- **Dettagli del compito**: Secondo l'estratto, quale premio ha vinto in Brasile nel 2019 il libro “Brasil, Construtor de Ruínas: um olhar sobre o país, de Lula a Bolsonaro”?

- **Estratto**:
'''

Nel 2021 è stata tra le vincitrici dell'antico e prestigioso Premio Cabot di giornalismo della Columbia University. In Brasile, nel 2019, con il suo libro “Brasil, Construtor de Ruínas: um olhar sobre o país, de Lula a Bolsonaro”, ha vinto il Premio Vladimir Herzog de Anistia e Direitos Humanos, che riconosce il lavoro di giornalisti, reporter fotografici e disegnatori che attraverso il loro lavoro quotidiano difendono la democrazia, la cittadinanza ed i diritti umani.

'''

- **Dati forniti**:
'''

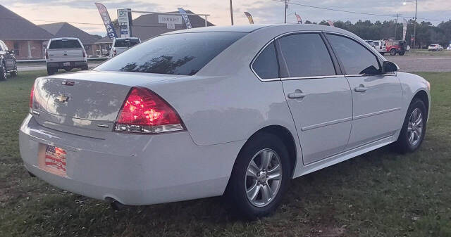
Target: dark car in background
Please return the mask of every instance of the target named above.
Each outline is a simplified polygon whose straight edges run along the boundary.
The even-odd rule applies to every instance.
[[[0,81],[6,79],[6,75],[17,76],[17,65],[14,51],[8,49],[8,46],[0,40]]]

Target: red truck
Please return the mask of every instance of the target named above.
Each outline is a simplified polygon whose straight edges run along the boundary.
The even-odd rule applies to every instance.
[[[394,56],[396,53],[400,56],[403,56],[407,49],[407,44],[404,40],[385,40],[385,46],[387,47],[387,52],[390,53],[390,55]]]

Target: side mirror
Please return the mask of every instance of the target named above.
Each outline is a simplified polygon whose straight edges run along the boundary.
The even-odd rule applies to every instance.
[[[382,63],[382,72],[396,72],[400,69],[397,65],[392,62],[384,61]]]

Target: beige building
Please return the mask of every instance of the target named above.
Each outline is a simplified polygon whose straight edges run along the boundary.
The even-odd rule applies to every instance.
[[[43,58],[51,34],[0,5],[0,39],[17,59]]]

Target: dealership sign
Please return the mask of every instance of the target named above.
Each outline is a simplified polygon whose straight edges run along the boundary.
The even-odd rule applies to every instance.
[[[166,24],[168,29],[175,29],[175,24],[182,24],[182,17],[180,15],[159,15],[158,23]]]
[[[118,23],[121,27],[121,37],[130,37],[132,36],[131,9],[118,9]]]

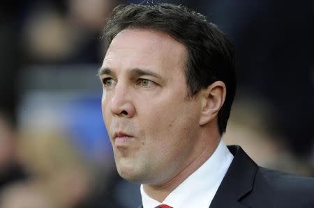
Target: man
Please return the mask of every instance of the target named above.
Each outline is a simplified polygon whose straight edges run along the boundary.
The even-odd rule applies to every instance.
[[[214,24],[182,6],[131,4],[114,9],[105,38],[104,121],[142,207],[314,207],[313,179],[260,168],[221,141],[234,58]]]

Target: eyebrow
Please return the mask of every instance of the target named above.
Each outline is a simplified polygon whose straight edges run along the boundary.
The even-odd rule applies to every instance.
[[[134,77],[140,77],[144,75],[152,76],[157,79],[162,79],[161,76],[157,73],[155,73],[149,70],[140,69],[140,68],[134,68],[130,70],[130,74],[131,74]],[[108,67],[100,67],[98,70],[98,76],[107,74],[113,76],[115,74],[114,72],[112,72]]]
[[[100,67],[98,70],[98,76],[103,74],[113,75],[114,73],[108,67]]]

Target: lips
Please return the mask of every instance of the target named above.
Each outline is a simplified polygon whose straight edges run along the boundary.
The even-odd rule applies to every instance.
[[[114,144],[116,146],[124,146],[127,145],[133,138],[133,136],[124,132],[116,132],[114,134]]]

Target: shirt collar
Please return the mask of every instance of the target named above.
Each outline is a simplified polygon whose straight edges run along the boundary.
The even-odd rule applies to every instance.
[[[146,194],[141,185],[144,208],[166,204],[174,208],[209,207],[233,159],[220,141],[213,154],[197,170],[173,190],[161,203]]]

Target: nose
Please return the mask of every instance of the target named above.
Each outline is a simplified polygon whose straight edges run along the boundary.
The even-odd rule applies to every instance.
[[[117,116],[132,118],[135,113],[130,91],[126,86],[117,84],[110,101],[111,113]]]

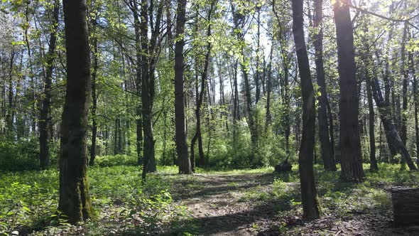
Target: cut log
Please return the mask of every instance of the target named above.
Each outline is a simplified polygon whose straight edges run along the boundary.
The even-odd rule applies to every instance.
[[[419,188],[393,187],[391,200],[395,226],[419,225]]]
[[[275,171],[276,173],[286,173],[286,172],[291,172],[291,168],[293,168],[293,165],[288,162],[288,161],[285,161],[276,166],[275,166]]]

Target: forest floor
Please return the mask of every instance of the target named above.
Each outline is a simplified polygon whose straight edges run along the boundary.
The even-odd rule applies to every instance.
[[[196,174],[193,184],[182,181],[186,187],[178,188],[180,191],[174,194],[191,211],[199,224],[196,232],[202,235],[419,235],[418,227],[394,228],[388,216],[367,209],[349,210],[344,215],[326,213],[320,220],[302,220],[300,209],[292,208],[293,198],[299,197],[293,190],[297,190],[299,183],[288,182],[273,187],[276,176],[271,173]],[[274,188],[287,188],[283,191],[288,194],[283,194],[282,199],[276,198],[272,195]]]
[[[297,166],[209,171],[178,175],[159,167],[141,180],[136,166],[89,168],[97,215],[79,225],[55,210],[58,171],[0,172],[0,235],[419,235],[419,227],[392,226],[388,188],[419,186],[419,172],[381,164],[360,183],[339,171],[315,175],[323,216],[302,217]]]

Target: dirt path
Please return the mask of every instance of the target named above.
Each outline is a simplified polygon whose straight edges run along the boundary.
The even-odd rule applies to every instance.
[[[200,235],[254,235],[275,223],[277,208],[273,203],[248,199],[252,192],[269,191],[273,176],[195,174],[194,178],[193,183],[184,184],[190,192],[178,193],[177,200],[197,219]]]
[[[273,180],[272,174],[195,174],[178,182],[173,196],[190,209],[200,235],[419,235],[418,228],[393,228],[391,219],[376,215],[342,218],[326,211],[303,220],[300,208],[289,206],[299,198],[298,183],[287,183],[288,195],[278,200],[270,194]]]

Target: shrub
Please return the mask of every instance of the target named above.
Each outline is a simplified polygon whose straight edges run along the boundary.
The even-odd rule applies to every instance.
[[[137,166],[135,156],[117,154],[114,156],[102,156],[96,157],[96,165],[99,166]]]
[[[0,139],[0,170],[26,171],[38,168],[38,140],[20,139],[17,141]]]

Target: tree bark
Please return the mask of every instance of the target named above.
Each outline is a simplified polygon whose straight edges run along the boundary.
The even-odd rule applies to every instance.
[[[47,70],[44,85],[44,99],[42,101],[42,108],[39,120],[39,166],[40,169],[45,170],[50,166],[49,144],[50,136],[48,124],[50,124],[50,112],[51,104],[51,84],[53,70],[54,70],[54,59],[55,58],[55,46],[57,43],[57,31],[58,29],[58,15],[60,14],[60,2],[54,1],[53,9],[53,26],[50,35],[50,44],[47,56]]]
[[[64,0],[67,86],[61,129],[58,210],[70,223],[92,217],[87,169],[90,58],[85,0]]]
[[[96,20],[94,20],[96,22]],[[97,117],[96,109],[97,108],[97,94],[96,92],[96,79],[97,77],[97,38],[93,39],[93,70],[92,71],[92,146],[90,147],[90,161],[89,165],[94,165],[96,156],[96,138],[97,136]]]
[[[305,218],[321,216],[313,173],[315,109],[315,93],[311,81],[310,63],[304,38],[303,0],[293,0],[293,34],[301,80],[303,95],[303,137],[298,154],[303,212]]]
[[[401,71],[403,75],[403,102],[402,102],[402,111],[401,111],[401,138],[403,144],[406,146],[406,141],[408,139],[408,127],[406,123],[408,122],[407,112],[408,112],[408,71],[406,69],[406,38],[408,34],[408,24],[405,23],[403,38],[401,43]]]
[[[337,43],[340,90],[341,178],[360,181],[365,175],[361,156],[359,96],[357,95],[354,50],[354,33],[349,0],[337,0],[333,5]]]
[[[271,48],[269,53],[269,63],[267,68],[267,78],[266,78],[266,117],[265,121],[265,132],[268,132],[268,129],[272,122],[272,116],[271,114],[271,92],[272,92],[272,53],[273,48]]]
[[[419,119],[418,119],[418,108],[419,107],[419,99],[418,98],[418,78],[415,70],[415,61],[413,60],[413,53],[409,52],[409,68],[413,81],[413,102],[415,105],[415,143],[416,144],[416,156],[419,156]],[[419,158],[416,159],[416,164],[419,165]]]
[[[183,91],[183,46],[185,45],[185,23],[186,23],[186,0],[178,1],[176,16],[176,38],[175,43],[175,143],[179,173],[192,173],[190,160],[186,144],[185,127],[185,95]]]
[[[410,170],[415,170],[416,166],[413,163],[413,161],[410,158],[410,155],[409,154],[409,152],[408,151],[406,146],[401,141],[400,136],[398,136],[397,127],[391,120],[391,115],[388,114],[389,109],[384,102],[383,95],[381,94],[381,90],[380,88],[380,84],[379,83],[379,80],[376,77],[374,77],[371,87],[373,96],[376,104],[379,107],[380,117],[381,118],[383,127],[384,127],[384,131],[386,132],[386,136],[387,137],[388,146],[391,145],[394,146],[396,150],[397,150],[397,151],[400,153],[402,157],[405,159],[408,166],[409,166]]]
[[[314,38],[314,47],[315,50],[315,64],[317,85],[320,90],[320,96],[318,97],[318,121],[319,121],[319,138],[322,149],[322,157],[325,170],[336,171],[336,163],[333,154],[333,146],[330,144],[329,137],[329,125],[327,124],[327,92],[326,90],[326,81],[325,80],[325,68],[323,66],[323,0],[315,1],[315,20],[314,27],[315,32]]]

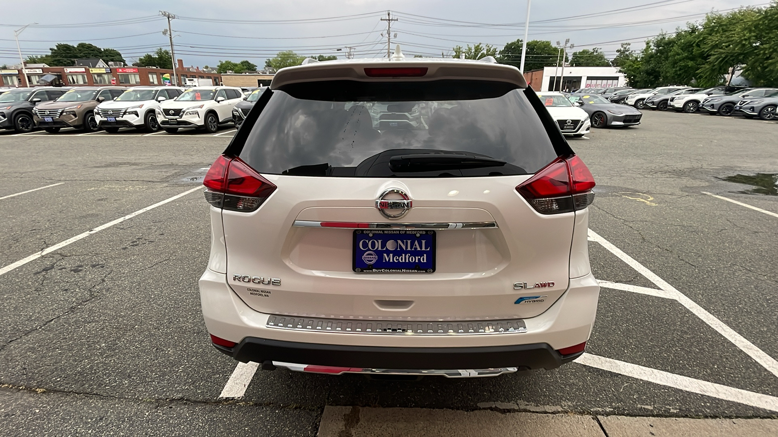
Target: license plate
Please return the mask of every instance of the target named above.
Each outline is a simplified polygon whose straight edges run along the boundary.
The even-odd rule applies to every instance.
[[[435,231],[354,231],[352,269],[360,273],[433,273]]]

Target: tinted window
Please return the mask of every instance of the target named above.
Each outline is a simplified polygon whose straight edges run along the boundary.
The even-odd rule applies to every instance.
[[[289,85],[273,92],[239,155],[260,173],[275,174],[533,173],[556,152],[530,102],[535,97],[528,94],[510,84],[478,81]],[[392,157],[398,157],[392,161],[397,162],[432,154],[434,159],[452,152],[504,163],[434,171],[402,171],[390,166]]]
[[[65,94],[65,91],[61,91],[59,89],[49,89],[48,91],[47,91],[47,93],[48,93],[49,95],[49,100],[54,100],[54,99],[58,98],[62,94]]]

'''

- **Soluzione del compito**: Il Premio Vladimir Herzog de Anistia e Direitos Humanos.